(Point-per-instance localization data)
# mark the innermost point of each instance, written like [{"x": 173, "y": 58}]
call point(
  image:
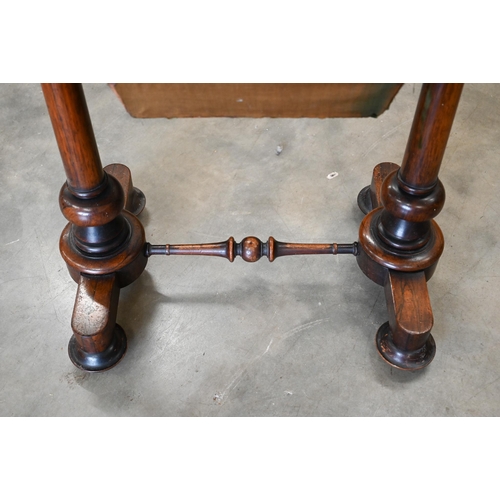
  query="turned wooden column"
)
[
  {"x": 400, "y": 243},
  {"x": 103, "y": 244}
]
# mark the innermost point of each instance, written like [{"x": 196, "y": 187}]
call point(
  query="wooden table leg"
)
[
  {"x": 400, "y": 244},
  {"x": 104, "y": 244}
]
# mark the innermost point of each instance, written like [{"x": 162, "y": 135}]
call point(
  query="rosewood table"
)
[{"x": 105, "y": 249}]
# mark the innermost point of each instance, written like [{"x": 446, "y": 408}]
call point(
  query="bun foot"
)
[
  {"x": 403, "y": 360},
  {"x": 100, "y": 361}
]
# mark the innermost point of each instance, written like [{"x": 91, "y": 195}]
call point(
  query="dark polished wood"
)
[
  {"x": 103, "y": 244},
  {"x": 399, "y": 242},
  {"x": 251, "y": 249},
  {"x": 105, "y": 249}
]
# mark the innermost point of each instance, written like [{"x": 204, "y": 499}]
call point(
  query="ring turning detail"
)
[
  {"x": 251, "y": 249},
  {"x": 399, "y": 243}
]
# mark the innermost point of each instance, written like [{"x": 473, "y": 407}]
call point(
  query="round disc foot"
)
[
  {"x": 91, "y": 362},
  {"x": 365, "y": 201},
  {"x": 404, "y": 360}
]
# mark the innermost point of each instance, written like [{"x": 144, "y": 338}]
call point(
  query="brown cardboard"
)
[{"x": 278, "y": 100}]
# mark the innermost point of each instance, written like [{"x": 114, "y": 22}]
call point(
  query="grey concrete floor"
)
[{"x": 211, "y": 338}]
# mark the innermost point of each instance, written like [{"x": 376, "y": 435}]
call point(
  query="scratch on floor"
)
[
  {"x": 268, "y": 347},
  {"x": 220, "y": 397}
]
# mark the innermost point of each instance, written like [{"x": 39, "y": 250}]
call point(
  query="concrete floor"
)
[{"x": 211, "y": 338}]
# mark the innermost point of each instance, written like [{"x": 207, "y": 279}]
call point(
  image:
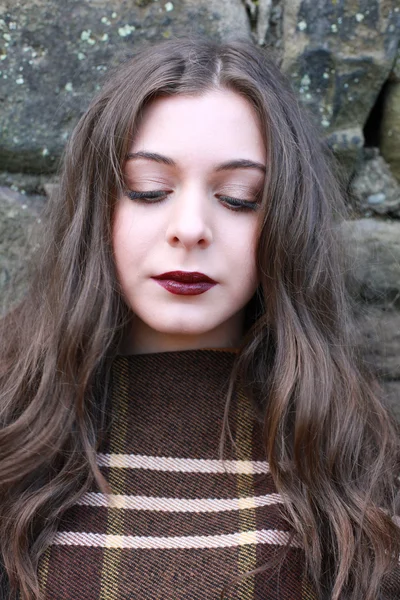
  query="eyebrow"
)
[{"x": 240, "y": 163}]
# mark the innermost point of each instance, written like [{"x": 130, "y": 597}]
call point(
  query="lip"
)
[
  {"x": 185, "y": 283},
  {"x": 185, "y": 277}
]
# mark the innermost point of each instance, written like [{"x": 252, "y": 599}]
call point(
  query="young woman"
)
[{"x": 183, "y": 414}]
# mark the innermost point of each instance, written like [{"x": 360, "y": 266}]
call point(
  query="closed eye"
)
[
  {"x": 238, "y": 205},
  {"x": 150, "y": 197},
  {"x": 154, "y": 196}
]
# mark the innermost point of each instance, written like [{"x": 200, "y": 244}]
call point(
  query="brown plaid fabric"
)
[{"x": 180, "y": 524}]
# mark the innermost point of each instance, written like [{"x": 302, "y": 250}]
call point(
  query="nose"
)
[{"x": 189, "y": 220}]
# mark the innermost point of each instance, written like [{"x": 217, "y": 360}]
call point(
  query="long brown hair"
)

### What you have to do:
With the pictures removed, the entries above should be transcribed exactly.

### Answer to this task:
# mark the innermost point of each instance, written like [{"x": 173, "y": 58}]
call point(
  image:
  query="turned wooden column"
)
[
  {"x": 400, "y": 243},
  {"x": 103, "y": 244}
]
# mark the innermost point of each instance, written like [{"x": 196, "y": 187}]
call point(
  query="wooden table leg"
)
[
  {"x": 400, "y": 244},
  {"x": 104, "y": 244}
]
# mark the innermost point of each instance, written like [{"x": 162, "y": 135}]
call point(
  query="rosewood table"
)
[{"x": 105, "y": 249}]
# mark the innermost point of each instance, written like [{"x": 446, "y": 408}]
call point(
  query="bun foot"
)
[
  {"x": 403, "y": 360},
  {"x": 100, "y": 361}
]
# mark the innermost point of each instance, written like [{"x": 91, "y": 195}]
call point(
  query="dark polished wood"
)
[
  {"x": 103, "y": 244},
  {"x": 399, "y": 242},
  {"x": 251, "y": 249},
  {"x": 105, "y": 249}
]
# mark the innermost point of each instance, written like [{"x": 204, "y": 499}]
call point(
  query="ring turning detail"
)
[
  {"x": 251, "y": 249},
  {"x": 399, "y": 243}
]
# mark the innermost point of each instance, written like [{"x": 473, "y": 407}]
call point(
  query="round disc foot"
)
[
  {"x": 91, "y": 362},
  {"x": 365, "y": 201},
  {"x": 404, "y": 360}
]
# mark the innermost point of each instance, written like [{"x": 144, "y": 338}]
call point(
  query="brown cardboard"
)
[{"x": 278, "y": 100}]
# mark the innermost point of each instance, written like [{"x": 114, "y": 22}]
call point(
  query="grey concrete floor"
)
[{"x": 211, "y": 338}]
# mark the innermost point of each instance, written like [{"x": 376, "y": 435}]
call point(
  query="scratch on floor"
)
[
  {"x": 268, "y": 347},
  {"x": 220, "y": 397}
]
# mark the innermost point of each instance, written like [{"x": 39, "y": 250}]
call point(
  query="concrete floor"
)
[{"x": 211, "y": 338}]
# mark the innermost point of each instance, written like [{"x": 207, "y": 279}]
call point(
  image:
  query="eyebrow"
)
[{"x": 240, "y": 163}]
# mark the innermost point of each instance, written like [{"x": 130, "y": 597}]
call point(
  query="lip"
)
[
  {"x": 185, "y": 283},
  {"x": 185, "y": 277}
]
# mark the innermost point of each instance, written like [{"x": 252, "y": 599}]
call point(
  query="young woman"
)
[{"x": 183, "y": 414}]
# mark the innermost point of each instance, written like [{"x": 360, "y": 266}]
call point(
  query="closed eye"
)
[
  {"x": 238, "y": 205},
  {"x": 150, "y": 197},
  {"x": 154, "y": 196}
]
# mark the innermost point of each instance, written like [{"x": 200, "y": 244}]
call point(
  query="brown plaid fabric"
)
[{"x": 180, "y": 524}]
# mark the innermost point of each instance, written like [{"x": 302, "y": 250}]
call point(
  query="nose"
)
[{"x": 189, "y": 220}]
# mark the innermost point of each instance, written like [{"x": 217, "y": 360}]
call point(
  query="long brown hair"
)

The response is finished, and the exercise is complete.